_DIRECTIONS_. Show every line of the records below that contains the word "cart".

── DATA UNDER STUDY

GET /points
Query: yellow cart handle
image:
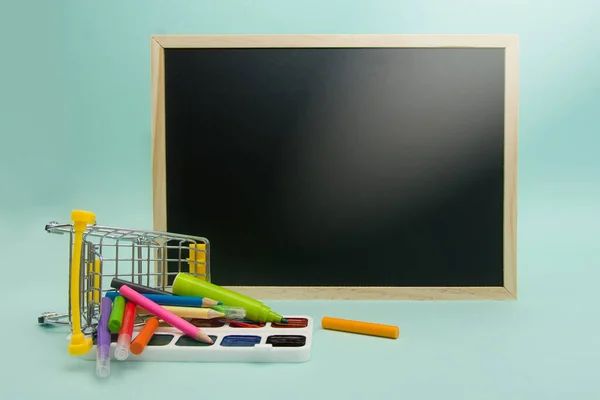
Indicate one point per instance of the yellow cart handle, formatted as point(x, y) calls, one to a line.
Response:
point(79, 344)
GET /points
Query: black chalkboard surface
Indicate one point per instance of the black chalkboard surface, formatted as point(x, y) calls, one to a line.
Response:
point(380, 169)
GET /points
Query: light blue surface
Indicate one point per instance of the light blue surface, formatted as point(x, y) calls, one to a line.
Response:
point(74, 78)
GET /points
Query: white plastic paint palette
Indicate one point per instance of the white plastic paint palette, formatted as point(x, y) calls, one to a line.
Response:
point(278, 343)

────
── DATA UNDER STUDY

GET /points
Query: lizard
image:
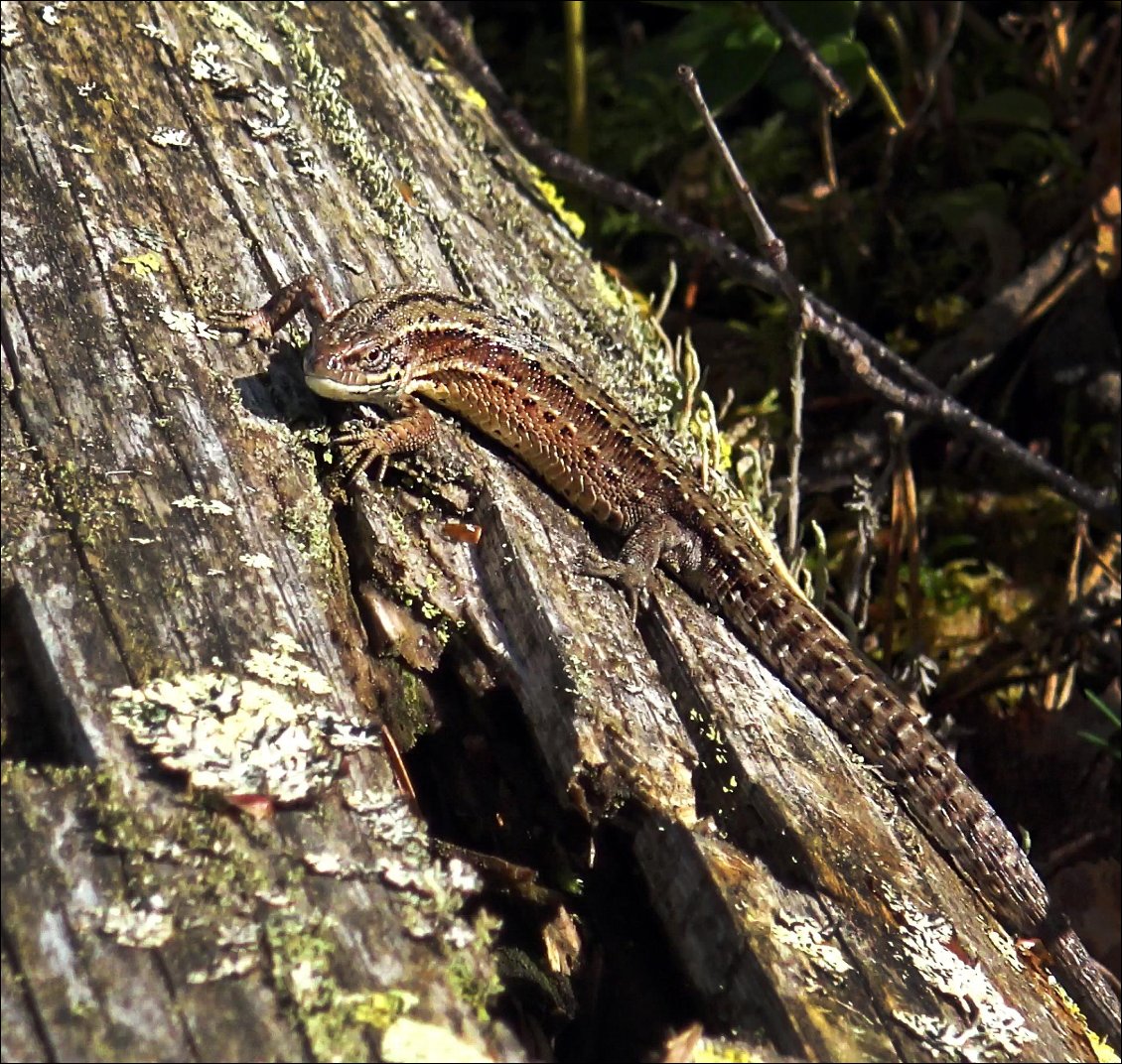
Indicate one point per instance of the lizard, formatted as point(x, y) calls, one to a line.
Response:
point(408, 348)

────
── DATA UNDER STUDY

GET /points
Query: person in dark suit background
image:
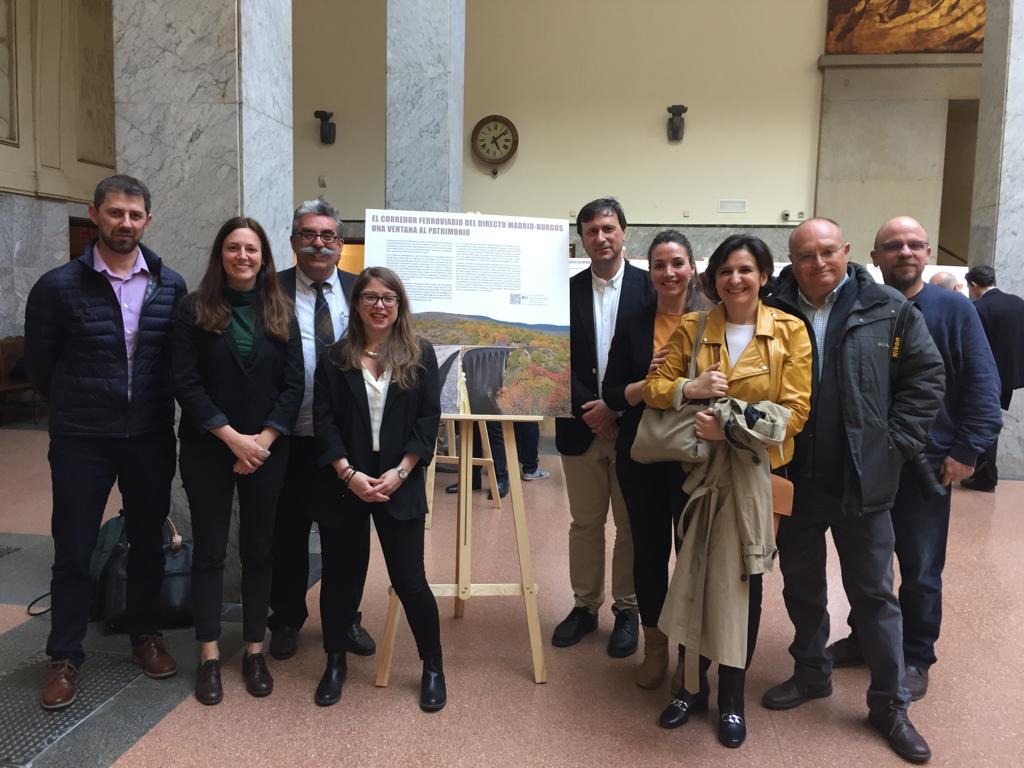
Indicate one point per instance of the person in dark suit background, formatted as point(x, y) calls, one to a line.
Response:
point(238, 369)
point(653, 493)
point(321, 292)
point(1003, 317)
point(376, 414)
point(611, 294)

────

_THE ANSWER_.
Query: yellow cart handle
Indicate one point per instance of the yellow cart handle, formatted as point(x, y) calls, one to a line.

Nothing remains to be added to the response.